◆ **Work to complete**
[1] Reproduce word for word the part of the forum post on MemorySSA / EarlyCSE aliasing that opens with the words containing "int fn1(struct foo" and closes with "(foo->b == 2)".
[2] Answer these questions about the forum post on MemorySSA / EarlyCSE aliasing:
(a) Which target does the clang command pass with -target?
(b) In fn2, which field of the struct is tested, and why, according to the comment?
(c) What is the name and type of the global variable that the functions increment?
[3] Continue the forum post on MemorySSA / EarlyCSE aliasing, picking up right after its last line.

◆ **Excerpted passage**
Confused by MemorySSA / EarlyCSE aliasing rules for global values and function parameters

Hello LLVM developers,

I’ve got a lengthy question regarding MemorySSA / EarlyCSE behavior. I’m not sure if this is a bug or am I completely confused. Consider the following example:

struct foo {
  unsigned a;
  unsigned b;
};

unsigned g;

int fn1(struct foo *foo) {
  if (foo->a == 1)
    g++;
  if (foo->a == 2)
    return 1;
  return 0;
}

int fn2(struct foo *foo) {
  if (foo->b == 1) // second field, force getelementptr presence
    g++;
  if (foo->b == 2)
    return 1;
  return 0;
}

int fn3(int *foo) { // just an int pointer, should be similar foo->a
  if (*foo == 1)
    g++;
  if (*foo == 2)
    return 1;
  return 0;
}

When compiled with the following flags:

clang -target bpf -S -O2 -emit-llvm -o t.ll t.c

I get the following IR:

; ModuleID = 't.c'
source_filename = "t.c"

◆ **Data block**
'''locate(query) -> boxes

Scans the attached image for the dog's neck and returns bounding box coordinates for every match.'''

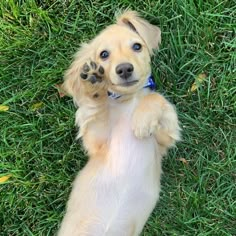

◆ **Per-task answers**
[1]
int fn1(struct foo *foo) {
  if (foo->a == 1)
    g++;
  if (foo->a == 2)
    return 1;
  return 0;
}

int fn2(struct foo *foo) {
  if (foo->b == 1) // second field, force getelementptr presence
    g++;
  if (foo->b == 2)

[2]
(a) bpf
(b) The field b, the second field, chosen to force getelementptr presence.
(c) It is named g, and its type is unsigned.

[3]
target datalayout = "e-m:e-p:64:64-i64:64-i128:128-n32:64-S128"
target triple = "bpf"

%struct.foo = type { i32, i32 }

@g = dso_local local_unnamed_addr global i32 0, align 4

; Function Attrs: mustprogress nofree norecurse nosync nounwind willreturn
define dso_local i32 @fn1(ptr nocapture noundef readonly %foo) local_unnamed_addr #0 {
entry:
  %0 = load i32, ptr %foo, align 4, !tbaa !3
  %cmp = icmp eq i32 %0, 1
  br i1 %cmp, label %if.then, label %if.end

if.then:                                          ; preds = %entry
  %1 = load i32, ptr @g, align 4, !tbaa !8
  %inc = add i32 %1, 1
  store i32 %inc, ptr @g, align 4, !tbaa !8
  %.pre = load i32, ptr %foo, align 4, !tbaa !3
  br label %if.end

if.end:                                           ; preds = %if.then, %entry
  %2 = phi i32 [ %.pre, %if.then ], [ %0, %entry ]
  %cmp2 = icmp eq i32 %2, 2
  %. = zext i1 %cmp2 to i32
  ret i32 %.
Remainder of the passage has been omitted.